> **Text**:
----------

It is annoying getting crap for a choice in social and work situations, especially if someone else is bringing it up repeatedly when you don't want to be the topic of conversation.
I think there is room to discuss the issues with social ideas around names in marriage, and acknowledge sometimes we make choices for reasons beyond our ideals, without either targeting individuals or dismissing those who want to talk about this issue as just getting worked up over nothing like names have no meaning beyond the personal.
I changed my entire name. Yes, part of that was replacing the surname on my birth certificate with my spouse's which I did for several reasons from nerves about how it would look to the Home Office when on a spousal visa to his brother getting cancer. If things were a bit different, we'd have chosen a new surname together (I was very intent on changing mine, started the process at 18). Now we're the only ones left living with it in the family that we know and I've spent more of my life with that name than the one I begrudgingly got when I was weeks old. It's mine, my kids were given our name and it's now theirs to do with as they see fit. I can't ignore that I chose it in part because of the systems around me, just as I chose my other names to stand in conflict with it.
I chose to replace my an Anglicised first name with a less Anglicised one that had more meaning to me. Personal, but also political - unlike my surname, that one I've gotten shit for because wanting people to prounounce two syllables that sound like English letters isn't a bar I'm willing to lower. Especially not now I have a few more pieces of my family tree with names that are pretty much unheard of now because they'd all made the personal and political choice to pick names that fit in and for their kids to fit in more. I took one step forward on that road and then went off to the side, because I do want to make the choice not to have that part of me erased, that I'm not English and I want that respected.

----------

> **Collected material**:
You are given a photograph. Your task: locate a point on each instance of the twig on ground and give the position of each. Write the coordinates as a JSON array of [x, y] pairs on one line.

----------

> **Task A**: Change the post about names by writing it out from "I changed my" up to and including "conflict with it.", with "spouse's" swapped for "partner's".
> **Task B**: Carry the post about names on from its last sentence.

> **Output A**:
I changed my entire name. Yes, part of that was replacing the surname on my birth certificate with my partner's which I did for several reasons from nerves about how it would look to the Home Office when on a spousal visa to his brother getting cancer. If things were a bit different, we'd have chosen a new surname together (I was very intent on changing mine, started the process at 18). Now we're the only ones left living with it in the family that we know and I've spent more of my life with that name than the one I begrudgingly got when I was weeks old. It's mine, my kids were given our name and it's now theirs to do with as they see fit. I can't ignore that I chose it in part because of the systems around me, just as I chose my other names to stand in conflict with it.

> **Output B**:
Some feel the same about women feeling more comfortable not changing their surnames on marriage, that it's a long history of erasure. As I said, I don't think individuals should be needled about a done choice, but I also don't think it's only a personal choice that should never be discussed or that they're just getting worked up over nothing. Names are important, otherwise why bother changing them?
Feminism has dozens of branches. I don't think I entirely agree with any of them, but they're each a lens on the world. What benefits there are to personally and politically identifying with an ideology is up for debate, but automatically identifying yourself by a non-identity is the same and impacts the lens people are going to view the words through.